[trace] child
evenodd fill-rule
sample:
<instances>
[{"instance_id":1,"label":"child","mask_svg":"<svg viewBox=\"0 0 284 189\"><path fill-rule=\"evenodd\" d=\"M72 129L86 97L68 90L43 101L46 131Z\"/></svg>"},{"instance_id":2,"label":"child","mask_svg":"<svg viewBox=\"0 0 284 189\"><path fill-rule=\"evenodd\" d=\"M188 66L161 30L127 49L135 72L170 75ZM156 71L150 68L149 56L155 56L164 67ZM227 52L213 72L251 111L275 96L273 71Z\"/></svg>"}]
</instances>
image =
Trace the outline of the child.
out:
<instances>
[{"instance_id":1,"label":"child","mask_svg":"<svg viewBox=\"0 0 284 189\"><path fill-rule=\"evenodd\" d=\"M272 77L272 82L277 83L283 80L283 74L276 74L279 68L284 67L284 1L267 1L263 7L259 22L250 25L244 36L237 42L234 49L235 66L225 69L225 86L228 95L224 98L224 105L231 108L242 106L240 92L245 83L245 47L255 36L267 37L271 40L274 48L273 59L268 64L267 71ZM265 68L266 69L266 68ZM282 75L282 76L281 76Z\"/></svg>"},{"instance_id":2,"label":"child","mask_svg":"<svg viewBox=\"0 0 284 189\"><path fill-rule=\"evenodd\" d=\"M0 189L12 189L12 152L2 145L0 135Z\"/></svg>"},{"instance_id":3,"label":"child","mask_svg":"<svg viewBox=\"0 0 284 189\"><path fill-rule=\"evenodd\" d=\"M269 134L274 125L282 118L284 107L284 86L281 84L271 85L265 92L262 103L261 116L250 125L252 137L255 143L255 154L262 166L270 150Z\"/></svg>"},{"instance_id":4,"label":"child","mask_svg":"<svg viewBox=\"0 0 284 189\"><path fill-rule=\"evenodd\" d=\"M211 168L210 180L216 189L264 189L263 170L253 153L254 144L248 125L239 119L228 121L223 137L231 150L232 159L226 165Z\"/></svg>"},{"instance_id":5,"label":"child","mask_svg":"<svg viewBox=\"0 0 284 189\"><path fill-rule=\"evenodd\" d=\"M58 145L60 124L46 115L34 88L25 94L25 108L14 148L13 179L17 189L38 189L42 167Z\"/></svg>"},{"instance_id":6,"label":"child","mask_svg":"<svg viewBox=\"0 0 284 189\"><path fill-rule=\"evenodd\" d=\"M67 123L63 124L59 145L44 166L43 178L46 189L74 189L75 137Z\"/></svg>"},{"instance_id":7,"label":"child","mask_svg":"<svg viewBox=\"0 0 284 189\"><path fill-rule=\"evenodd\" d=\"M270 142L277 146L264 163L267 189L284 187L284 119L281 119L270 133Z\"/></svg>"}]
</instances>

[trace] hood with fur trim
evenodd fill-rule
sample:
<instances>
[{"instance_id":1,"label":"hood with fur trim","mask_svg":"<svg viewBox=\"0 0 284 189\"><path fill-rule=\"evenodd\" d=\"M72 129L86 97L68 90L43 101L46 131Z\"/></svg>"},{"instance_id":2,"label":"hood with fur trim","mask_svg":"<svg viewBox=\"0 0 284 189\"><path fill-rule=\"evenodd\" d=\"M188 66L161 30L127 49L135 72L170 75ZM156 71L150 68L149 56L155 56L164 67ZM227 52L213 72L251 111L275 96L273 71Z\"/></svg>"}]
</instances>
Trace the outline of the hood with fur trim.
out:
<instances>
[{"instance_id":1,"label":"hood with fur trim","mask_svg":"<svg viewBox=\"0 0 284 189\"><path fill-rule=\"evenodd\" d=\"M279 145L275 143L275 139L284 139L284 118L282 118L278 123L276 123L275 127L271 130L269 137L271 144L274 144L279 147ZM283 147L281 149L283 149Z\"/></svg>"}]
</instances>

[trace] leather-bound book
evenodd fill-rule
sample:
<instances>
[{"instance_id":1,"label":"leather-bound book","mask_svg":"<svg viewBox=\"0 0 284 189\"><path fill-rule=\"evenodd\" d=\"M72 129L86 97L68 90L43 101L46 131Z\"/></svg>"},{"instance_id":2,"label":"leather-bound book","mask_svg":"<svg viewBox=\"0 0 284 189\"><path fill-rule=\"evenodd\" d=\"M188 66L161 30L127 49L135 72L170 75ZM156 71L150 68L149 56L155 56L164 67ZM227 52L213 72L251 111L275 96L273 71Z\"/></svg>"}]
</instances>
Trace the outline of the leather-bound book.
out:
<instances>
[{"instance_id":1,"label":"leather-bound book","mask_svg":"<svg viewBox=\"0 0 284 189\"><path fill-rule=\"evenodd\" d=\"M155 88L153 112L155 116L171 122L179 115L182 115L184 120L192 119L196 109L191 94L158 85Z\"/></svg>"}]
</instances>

Goal of the exercise: Beginning at the top of the entries above, output each line exactly, and end with the line in which "Trace the outline of the child." appears.

Answer for this exercise:
[trace] child
evenodd fill-rule
sample:
<instances>
[{"instance_id":1,"label":"child","mask_svg":"<svg viewBox=\"0 0 284 189\"><path fill-rule=\"evenodd\" d=\"M72 129L86 97L68 90L43 101L46 131Z\"/></svg>"},{"instance_id":2,"label":"child","mask_svg":"<svg viewBox=\"0 0 284 189\"><path fill-rule=\"evenodd\" d=\"M188 66L161 30L127 49L135 72L170 75ZM156 71L150 68L149 56L155 56L164 67ZM227 52L213 72L251 111L275 96L273 71Z\"/></svg>"}]
</instances>
image =
Trace the outline of the child.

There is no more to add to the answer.